> **Exercise objective**
Collect each line of the records containing the string "lavender".

> **Provided records**
——

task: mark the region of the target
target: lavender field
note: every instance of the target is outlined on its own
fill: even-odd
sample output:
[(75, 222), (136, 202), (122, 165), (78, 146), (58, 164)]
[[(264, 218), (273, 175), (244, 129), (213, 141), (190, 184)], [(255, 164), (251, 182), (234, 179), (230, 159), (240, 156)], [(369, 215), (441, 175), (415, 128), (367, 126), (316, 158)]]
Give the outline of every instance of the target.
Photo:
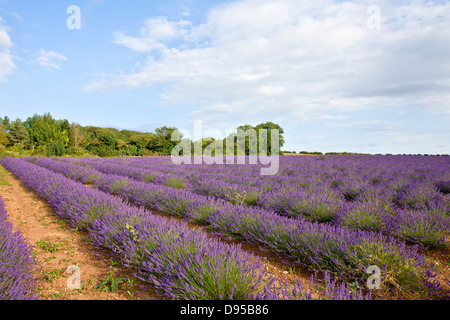
[[(170, 157), (0, 163), (168, 299), (448, 298), (449, 157), (282, 156), (272, 176)], [(206, 232), (315, 272), (314, 290)]]

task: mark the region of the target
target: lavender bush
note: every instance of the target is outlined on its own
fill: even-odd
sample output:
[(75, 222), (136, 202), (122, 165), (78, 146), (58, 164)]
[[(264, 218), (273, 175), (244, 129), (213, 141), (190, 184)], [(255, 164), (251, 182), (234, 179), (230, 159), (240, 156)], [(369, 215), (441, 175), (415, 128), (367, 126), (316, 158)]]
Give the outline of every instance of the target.
[(431, 210), (419, 212), (399, 210), (392, 219), (394, 221), (392, 233), (407, 242), (428, 248), (445, 247), (445, 237), (450, 230), (448, 217)]
[(6, 219), (0, 197), (0, 300), (37, 300), (39, 278), (32, 246)]
[(327, 192), (299, 189), (287, 191), (275, 190), (262, 196), (257, 204), (263, 208), (281, 212), (290, 217), (305, 217), (311, 221), (334, 221), (344, 205), (344, 200), (338, 195)]
[(447, 181), (439, 180), (439, 181), (435, 182), (435, 186), (442, 193), (445, 193), (445, 194), (450, 193), (450, 180), (447, 180)]
[(382, 203), (356, 202), (343, 210), (340, 224), (352, 229), (391, 233), (387, 229), (394, 213), (389, 209), (389, 206)]

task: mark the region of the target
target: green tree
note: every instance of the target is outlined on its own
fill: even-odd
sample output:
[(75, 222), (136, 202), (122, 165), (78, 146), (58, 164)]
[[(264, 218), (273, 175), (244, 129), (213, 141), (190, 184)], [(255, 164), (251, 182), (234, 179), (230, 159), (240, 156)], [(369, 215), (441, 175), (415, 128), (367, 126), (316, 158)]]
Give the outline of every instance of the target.
[(150, 143), (150, 134), (134, 134), (130, 137), (130, 144), (135, 145), (138, 149), (145, 149)]
[(147, 147), (151, 141), (149, 133), (133, 133), (129, 138), (127, 152), (130, 155), (143, 156), (146, 154)]
[(47, 157), (61, 157), (66, 153), (66, 148), (62, 141), (52, 142), (47, 147)]
[(112, 157), (120, 154), (120, 151), (116, 150), (119, 139), (112, 130), (109, 128), (91, 127), (89, 131), (91, 136), (86, 150), (100, 157)]
[[(257, 131), (257, 134), (258, 134), (258, 139), (259, 139), (260, 130), (262, 130), (262, 129), (267, 130), (266, 131), (267, 132), (267, 137), (266, 137), (267, 154), (271, 154), (272, 151), (273, 151), (273, 153), (279, 152), (281, 147), (284, 145), (284, 136), (283, 136), (284, 130), (283, 130), (283, 128), (281, 128), (278, 124), (273, 123), (271, 121), (260, 123), (255, 127), (255, 130)], [(278, 134), (279, 134), (278, 150), (272, 150), (272, 130), (278, 130)], [(259, 144), (258, 144), (258, 154), (259, 154)]]
[(97, 135), (97, 138), (103, 145), (107, 146), (110, 149), (115, 149), (119, 142), (118, 140), (116, 140), (112, 132), (108, 130), (101, 130)]
[(175, 127), (166, 126), (156, 128), (156, 135), (150, 136), (149, 149), (162, 155), (170, 155), (172, 149), (179, 143), (179, 140), (183, 138), (183, 136), (179, 134), (179, 140), (172, 141), (172, 133), (176, 130), (177, 128)]
[(70, 128), (68, 129), (69, 136), (69, 146), (71, 147), (80, 147), (83, 146), (86, 142), (83, 134), (81, 133), (81, 127), (77, 123), (72, 123)]
[(57, 124), (60, 127), (60, 133), (58, 135), (57, 140), (61, 141), (61, 143), (64, 145), (64, 148), (70, 146), (70, 131), (71, 126), (67, 119), (64, 120), (58, 120)]
[[(278, 150), (273, 150), (274, 152), (279, 152), (280, 148), (284, 144), (284, 130), (276, 123), (273, 122), (265, 122), (260, 123), (257, 126), (253, 127), (252, 125), (245, 124), (243, 126), (237, 127), (237, 132), (231, 133), (227, 138), (224, 139), (224, 154), (227, 154), (227, 146), (233, 148), (233, 154), (237, 155), (237, 150), (245, 149), (245, 154), (260, 154), (260, 145), (267, 145), (267, 154), (271, 154), (272, 152), (272, 130), (278, 130), (279, 133), (279, 148)], [(266, 135), (262, 135), (264, 140), (260, 141), (260, 133), (266, 130)], [(274, 137), (275, 138), (275, 137)], [(227, 141), (228, 140), (228, 141)], [(244, 145), (242, 145), (244, 143)]]
[(6, 130), (9, 130), (11, 120), (9, 120), (8, 116), (5, 116), (4, 118), (0, 118), (0, 122), (4, 125)]
[(25, 125), (22, 120), (17, 119), (10, 124), (10, 129), (8, 132), (8, 139), (13, 145), (19, 145), (24, 148), (28, 145), (29, 135)]
[[(256, 136), (255, 136), (256, 132)], [(244, 138), (244, 139), (242, 139)], [(246, 155), (255, 155), (258, 150), (258, 131), (255, 127), (249, 124), (237, 127), (237, 136), (235, 138), (236, 146), (239, 149), (244, 149)], [(244, 143), (244, 146), (240, 145)]]
[(224, 154), (224, 147), (222, 140), (216, 140), (213, 137), (206, 137), (202, 139), (202, 154), (215, 156), (216, 154)]
[(60, 141), (64, 147), (69, 146), (70, 124), (67, 120), (56, 120), (50, 113), (35, 114), (25, 121), (32, 146), (49, 146)]
[(9, 145), (8, 133), (6, 132), (6, 126), (0, 122), (0, 149)]

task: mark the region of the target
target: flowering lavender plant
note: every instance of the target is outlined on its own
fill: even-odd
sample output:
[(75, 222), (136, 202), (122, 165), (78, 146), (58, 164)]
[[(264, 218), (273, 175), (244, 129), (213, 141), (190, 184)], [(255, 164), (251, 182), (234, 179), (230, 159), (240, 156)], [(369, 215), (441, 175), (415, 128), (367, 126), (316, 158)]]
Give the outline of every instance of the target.
[(39, 284), (32, 246), (13, 230), (0, 197), (0, 300), (37, 300)]

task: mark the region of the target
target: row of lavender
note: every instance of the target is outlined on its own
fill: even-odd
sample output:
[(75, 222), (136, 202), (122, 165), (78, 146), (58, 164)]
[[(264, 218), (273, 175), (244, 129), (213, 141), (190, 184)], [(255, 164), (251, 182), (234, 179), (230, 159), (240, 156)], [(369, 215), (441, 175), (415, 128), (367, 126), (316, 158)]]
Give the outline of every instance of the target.
[[(282, 157), (280, 174), (276, 176), (261, 176), (258, 171), (248, 173), (245, 166), (176, 166), (170, 158), (153, 163), (148, 158), (111, 158), (83, 159), (89, 164), (122, 164), (146, 169), (140, 172), (148, 182), (170, 184), (171, 178), (178, 179), (181, 188), (192, 188), (190, 183), (211, 183), (214, 181), (233, 182), (248, 191), (270, 191), (274, 189), (289, 189), (294, 187), (312, 188), (320, 185), (322, 188), (333, 188), (347, 200), (354, 200), (367, 189), (385, 188), (389, 191), (401, 192), (414, 187), (415, 184), (429, 184), (442, 193), (450, 190), (450, 158), (447, 157), (386, 157), (364, 156), (359, 158), (332, 157), (326, 161), (317, 157)], [(73, 160), (72, 161), (80, 161)], [(428, 162), (427, 162), (428, 161)], [(247, 166), (252, 168), (252, 166)], [(205, 169), (206, 168), (206, 169)], [(221, 168), (218, 170), (217, 168)], [(220, 171), (220, 174), (217, 172)], [(247, 173), (246, 173), (247, 172)], [(173, 183), (177, 185), (177, 183)], [(186, 184), (188, 184), (186, 186)], [(215, 189), (223, 188), (220, 185)], [(206, 189), (206, 188), (203, 188)], [(245, 189), (244, 189), (245, 190)], [(391, 192), (392, 193), (392, 192)]]
[[(242, 199), (247, 204), (255, 204), (255, 200), (261, 190), (253, 185), (248, 185), (245, 176), (249, 174), (248, 170), (244, 170), (239, 174), (241, 177), (240, 183), (236, 181), (225, 181), (222, 179), (232, 179), (231, 175), (224, 175), (223, 173), (208, 175), (207, 172), (182, 170), (182, 167), (171, 166), (167, 167), (167, 163), (159, 161), (155, 167), (150, 167), (146, 163), (138, 161), (139, 158), (126, 160), (125, 158), (112, 159), (62, 159), (63, 161), (70, 161), (74, 164), (88, 165), (100, 170), (102, 172), (116, 173), (125, 175), (130, 178), (163, 184), (177, 189), (190, 190), (199, 194), (214, 196), (225, 199), (227, 201), (239, 201), (239, 194), (246, 193), (246, 198)], [(167, 159), (167, 158), (163, 158)], [(239, 167), (242, 168), (242, 167)], [(277, 187), (278, 184), (269, 186), (269, 190)]]
[[(35, 159), (30, 159), (35, 161)], [(291, 219), (258, 207), (233, 205), (186, 190), (145, 183), (69, 162), (39, 159), (35, 164), (60, 172), (151, 210), (204, 223), (216, 232), (262, 245), (281, 257), (349, 281), (365, 281), (371, 265), (382, 268), (383, 285), (428, 291), (432, 275), (417, 247), (361, 230)]]
[[(50, 160), (51, 161), (51, 160)], [(257, 256), (222, 243), (206, 233), (131, 207), (118, 198), (23, 161), (3, 158), (1, 164), (25, 186), (46, 199), (55, 213), (73, 227), (88, 231), (97, 248), (112, 252), (135, 275), (153, 283), (171, 299), (311, 299), (300, 282), (275, 284)], [(313, 279), (314, 288), (318, 280)], [(275, 289), (278, 288), (278, 289)], [(326, 278), (324, 299), (369, 299)]]
[(0, 300), (37, 300), (39, 283), (32, 246), (13, 230), (0, 197)]
[[(167, 180), (169, 176), (166, 172), (171, 172), (172, 175), (175, 174), (172, 177), (178, 175), (189, 182), (219, 180), (242, 187), (253, 186), (260, 191), (280, 187), (307, 188), (320, 184), (321, 187), (332, 187), (348, 200), (374, 186), (401, 191), (419, 183), (429, 184), (443, 193), (450, 192), (450, 158), (447, 157), (334, 156), (325, 160), (318, 157), (281, 157), (279, 174), (275, 176), (261, 176), (258, 166), (177, 167), (168, 158), (156, 163), (146, 158), (113, 158), (102, 162), (150, 169), (152, 175), (159, 174), (159, 180)], [(248, 191), (252, 192), (254, 189), (250, 188)]]
[[(253, 166), (250, 173), (247, 172), (248, 169), (243, 170), (245, 166), (239, 165), (177, 167), (167, 158), (165, 161), (156, 163), (146, 158), (113, 158), (102, 162), (149, 169), (151, 172), (146, 172), (146, 175), (149, 177), (158, 175), (155, 181), (163, 183), (171, 182), (170, 174), (167, 172), (172, 172), (171, 177), (179, 178), (181, 186), (185, 183), (183, 179), (187, 179), (188, 184), (193, 183), (192, 186), (187, 187), (198, 188), (202, 192), (212, 189), (213, 193), (219, 195), (219, 190), (232, 189), (233, 186), (217, 184), (217, 181), (234, 183), (239, 185), (242, 191), (251, 194), (248, 199), (250, 202), (254, 201), (252, 197), (260, 196), (261, 191), (280, 188), (289, 190), (299, 187), (314, 189), (317, 186), (322, 189), (331, 189), (346, 200), (354, 200), (367, 190), (374, 188), (380, 193), (387, 193), (386, 196), (391, 197), (394, 202), (399, 193), (425, 186), (430, 190), (429, 193), (431, 190), (443, 194), (450, 192), (450, 158), (448, 157), (334, 156), (326, 160), (320, 160), (318, 157), (282, 157), (280, 172), (276, 176), (259, 175), (258, 171), (255, 171), (257, 166)], [(222, 196), (227, 195), (223, 195), (222, 191)], [(400, 206), (409, 208), (420, 205), (419, 200), (407, 203), (397, 202)]]
[[(294, 159), (295, 157), (288, 158)], [(89, 166), (107, 174), (118, 174), (137, 181), (153, 182), (178, 189), (187, 189), (205, 196), (215, 196), (233, 204), (246, 202), (248, 205), (256, 205), (288, 217), (307, 218), (310, 221), (329, 222), (351, 229), (380, 232), (428, 248), (440, 248), (446, 245), (446, 236), (450, 227), (450, 198), (427, 182), (421, 181), (401, 186), (395, 184), (397, 189), (394, 190), (381, 184), (382, 178), (379, 177), (378, 180), (375, 180), (373, 178), (375, 175), (372, 175), (371, 181), (379, 183), (370, 185), (366, 183), (363, 187), (358, 183), (368, 180), (368, 178), (363, 177), (361, 170), (350, 176), (344, 176), (342, 171), (345, 170), (338, 170), (339, 175), (335, 173), (333, 176), (333, 181), (337, 186), (333, 188), (328, 181), (317, 179), (318, 175), (316, 178), (311, 177), (314, 171), (310, 170), (300, 176), (301, 180), (294, 179), (290, 183), (289, 181), (285, 184), (279, 183), (276, 187), (272, 183), (271, 191), (263, 192), (261, 185), (259, 187), (256, 187), (255, 184), (253, 186), (242, 184), (231, 186), (229, 182), (213, 181), (211, 177), (188, 181), (186, 173), (179, 172), (178, 175), (168, 173), (170, 167), (168, 164), (161, 164), (161, 161), (156, 166), (160, 170), (166, 166), (164, 172), (135, 167), (144, 161), (148, 162), (148, 160), (138, 159), (140, 158), (64, 160)], [(314, 163), (311, 162), (311, 157), (297, 157), (296, 159), (310, 159), (309, 163)], [(123, 164), (116, 164), (121, 161)], [(317, 162), (317, 160), (314, 161)], [(333, 164), (333, 168), (335, 166), (336, 164)], [(172, 167), (176, 166), (172, 165)], [(311, 167), (307, 168), (311, 169)], [(423, 167), (419, 167), (419, 169), (423, 173), (429, 172)], [(178, 168), (174, 170), (181, 171)], [(429, 170), (431, 169), (429, 168)], [(305, 178), (307, 172), (309, 172), (309, 179)], [(436, 170), (436, 172), (439, 172), (440, 177), (443, 176), (440, 170)], [(319, 174), (324, 175), (322, 171), (319, 171)], [(327, 174), (330, 175), (330, 173)], [(433, 175), (430, 174), (430, 176)], [(418, 178), (416, 177), (416, 179)], [(430, 177), (423, 174), (420, 175), (420, 179), (429, 180)], [(259, 180), (262, 181), (262, 179)], [(343, 182), (344, 180), (346, 182)], [(387, 178), (384, 180), (387, 181)], [(292, 181), (295, 183), (293, 184)], [(299, 181), (302, 182), (301, 186)], [(189, 187), (187, 187), (188, 183)]]
[[(327, 156), (325, 159), (321, 157), (281, 157), (279, 173), (275, 176), (261, 176), (259, 166), (254, 165), (193, 164), (174, 166), (171, 159), (167, 157), (159, 158), (157, 161), (148, 158), (110, 158), (102, 159), (102, 161), (153, 169), (157, 172), (170, 171), (177, 174), (194, 175), (202, 180), (212, 177), (214, 180), (239, 182), (244, 185), (258, 185), (261, 181), (283, 184), (291, 181), (302, 182), (305, 175), (308, 178), (314, 178), (315, 182), (329, 180), (330, 183), (336, 184), (339, 183), (341, 177), (350, 175), (356, 181), (364, 182), (365, 180), (371, 184), (428, 181), (437, 183), (437, 187), (442, 187), (448, 192), (448, 182), (450, 181), (450, 158), (448, 157)], [(441, 182), (440, 185), (439, 182)]]

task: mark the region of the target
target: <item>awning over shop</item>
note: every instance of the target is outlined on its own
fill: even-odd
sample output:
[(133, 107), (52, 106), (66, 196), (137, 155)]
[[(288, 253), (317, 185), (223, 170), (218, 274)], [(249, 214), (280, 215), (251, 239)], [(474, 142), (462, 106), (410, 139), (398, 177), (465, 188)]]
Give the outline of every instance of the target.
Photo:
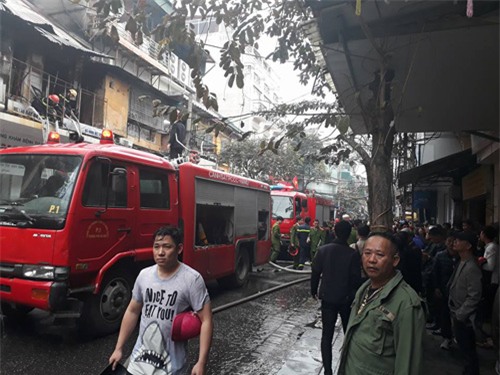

——

> **Result for this exercise**
target: lavender field
target: lavender bush
target: flowering lavender plant
target: row of lavender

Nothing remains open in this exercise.